Task prompt ::
Lay out all of the material below as a two-column CSV headed instruction and bounding_boxes. Give each line beginning "Instruction:" its own row beside the coordinates beneath it, with every field quoted, line breaks replaced by spaces, and the pictures left out.
◇ ◇ ◇ ◇
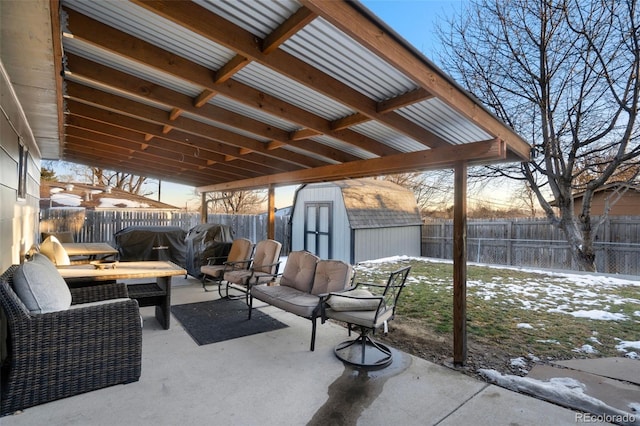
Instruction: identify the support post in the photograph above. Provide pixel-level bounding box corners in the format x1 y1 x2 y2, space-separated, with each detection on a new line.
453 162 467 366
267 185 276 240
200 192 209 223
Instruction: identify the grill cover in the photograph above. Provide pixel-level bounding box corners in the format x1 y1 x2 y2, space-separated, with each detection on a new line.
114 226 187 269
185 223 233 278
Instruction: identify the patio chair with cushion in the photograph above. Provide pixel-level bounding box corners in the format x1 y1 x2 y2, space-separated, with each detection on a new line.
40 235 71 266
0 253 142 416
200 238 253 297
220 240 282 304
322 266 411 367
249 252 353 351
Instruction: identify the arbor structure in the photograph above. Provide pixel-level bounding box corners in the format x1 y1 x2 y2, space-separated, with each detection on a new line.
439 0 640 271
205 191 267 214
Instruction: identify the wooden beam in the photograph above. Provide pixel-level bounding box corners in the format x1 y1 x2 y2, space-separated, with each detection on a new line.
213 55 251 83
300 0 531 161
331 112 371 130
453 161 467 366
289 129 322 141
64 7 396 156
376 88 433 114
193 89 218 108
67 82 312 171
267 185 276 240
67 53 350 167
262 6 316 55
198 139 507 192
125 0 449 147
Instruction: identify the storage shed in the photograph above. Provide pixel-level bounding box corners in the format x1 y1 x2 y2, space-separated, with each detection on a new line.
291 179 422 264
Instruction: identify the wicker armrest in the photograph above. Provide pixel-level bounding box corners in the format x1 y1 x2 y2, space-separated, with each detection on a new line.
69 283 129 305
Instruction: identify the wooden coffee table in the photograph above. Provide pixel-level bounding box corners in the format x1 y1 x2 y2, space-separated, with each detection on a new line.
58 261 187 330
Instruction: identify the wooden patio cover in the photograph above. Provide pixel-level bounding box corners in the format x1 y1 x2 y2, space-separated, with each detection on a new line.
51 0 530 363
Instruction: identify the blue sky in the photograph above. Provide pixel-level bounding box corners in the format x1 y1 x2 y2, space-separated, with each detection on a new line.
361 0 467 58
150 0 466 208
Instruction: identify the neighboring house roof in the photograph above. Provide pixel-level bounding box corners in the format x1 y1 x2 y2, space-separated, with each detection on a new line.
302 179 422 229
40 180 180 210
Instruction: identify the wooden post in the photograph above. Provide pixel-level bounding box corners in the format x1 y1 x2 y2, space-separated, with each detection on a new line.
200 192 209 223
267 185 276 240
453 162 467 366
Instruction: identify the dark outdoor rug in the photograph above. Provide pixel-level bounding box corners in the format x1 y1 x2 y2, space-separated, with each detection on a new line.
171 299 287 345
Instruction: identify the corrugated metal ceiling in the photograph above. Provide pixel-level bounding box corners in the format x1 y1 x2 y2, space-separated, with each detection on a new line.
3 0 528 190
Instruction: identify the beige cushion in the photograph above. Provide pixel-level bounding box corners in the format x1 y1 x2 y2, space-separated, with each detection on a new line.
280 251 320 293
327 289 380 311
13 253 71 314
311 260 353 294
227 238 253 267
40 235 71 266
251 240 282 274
◇ ◇ ◇ ◇
Correct result ::
instruction,bounding_boxes
"Instruction: identify the support post in the photograph above. Provide pixel-level bounding box corners in the format x1 y1 x2 y2, space-separated, with each detection on a new line.","453 162 467 366 267 185 276 240 200 192 209 223"
"Instruction: identify the grill cover in the photograph above. Provide pixel-level bounding box corners in the format x1 y1 x2 y2, space-separated, with each detection on a new line.","114 226 187 269 185 223 233 278"
"Instruction: identify the patio chair with cushion in the photograph above. Provide pixel-level bounding box corners in the format x1 y1 x2 y2, space-separated, with each detection on a new line.","40 235 71 266 0 253 142 416 200 238 253 297 220 240 282 304 322 266 411 367 249 252 353 351"
"Instruction: identify the arbor structure in the photograph above. Provide pixel-level bounding box corners in the format x1 y1 x2 y2, space-separated, with each detection on a new line.","439 0 640 271 205 191 267 214"
"Instruction: identify the wooden beam in the photograph above. Provide pixel-level bounding box corners in the format x1 y1 x2 y2, space-separated, with each detection on a new line.","213 55 251 83 300 0 531 161 331 112 371 130 453 161 467 366 289 129 322 141 64 7 396 156 376 88 433 114 193 89 218 108 67 82 312 171 267 185 276 240 67 53 350 167 262 6 316 55 198 139 507 192 125 0 449 147"
"Instruction: identify the storage shed in the photograph above. Provide pixel-level bounding box corners in the format x1 y1 x2 y2, space-separated, with each detection on a new line.","291 179 422 264"
"Instruction: identify the wicker armrest in the photograph above. Provide pixel-level bounding box corners in the format x1 y1 x2 y2, space-separated, with each detection on a new line.","69 283 129 305"
"Instruction: identify the wooden coffee table in the photograph above. Provide pixel-level bounding box corners in the format x1 y1 x2 y2, space-separated, with each detection on a new line.","58 261 187 330"
"Instruction: identify the wooden patio cover in the photograph above. Provide pixel-level bounding box corners in the format x1 y1 x2 y2, space-separated, with each detection on a new line.","51 0 530 363"
"Instruction: identify the blue sky in the photograph above. Provide pixel-level bounding box corners in the format x1 y1 x2 y2, space-separated, with each detection on a new line.","361 0 467 58 150 0 466 208"
"Instruction: identify the neighboring house roof in the photograph above. Provide pixel-level bounding box corners in the format x1 y1 x2 y2, space-separated, with each detection on a new line.","302 179 422 229 40 180 180 210"
"Instruction: identify the wooden post in the photograph above. Provide pixel-level bounding box corners in the format x1 y1 x2 y2, space-separated, with each detection on a new line.","200 192 209 223 267 185 276 240 453 162 467 366"
"Instruction: identify the dark outdoor rug in the photograph above. Provide pixel-level bounding box corners in the format x1 y1 x2 y2, space-separated, with each detection on a new line.","171 299 287 345"
"Instruction: identify the corrugated metal ceiling in the photograph above. Provide pixel-level bounding box corners in the format x1 y1 x2 y2, space-separated, with each detection on a new line.","3 0 528 190"
"Instruction: identify the beige cushion in the photograph above. Provide pixel-level bounding box corners in the format x1 y1 x2 y2, space-separated, with each detection on a new line.","280 251 320 293 327 289 380 311 13 253 71 314 311 260 353 294 227 238 253 267 40 235 71 266 251 240 282 274"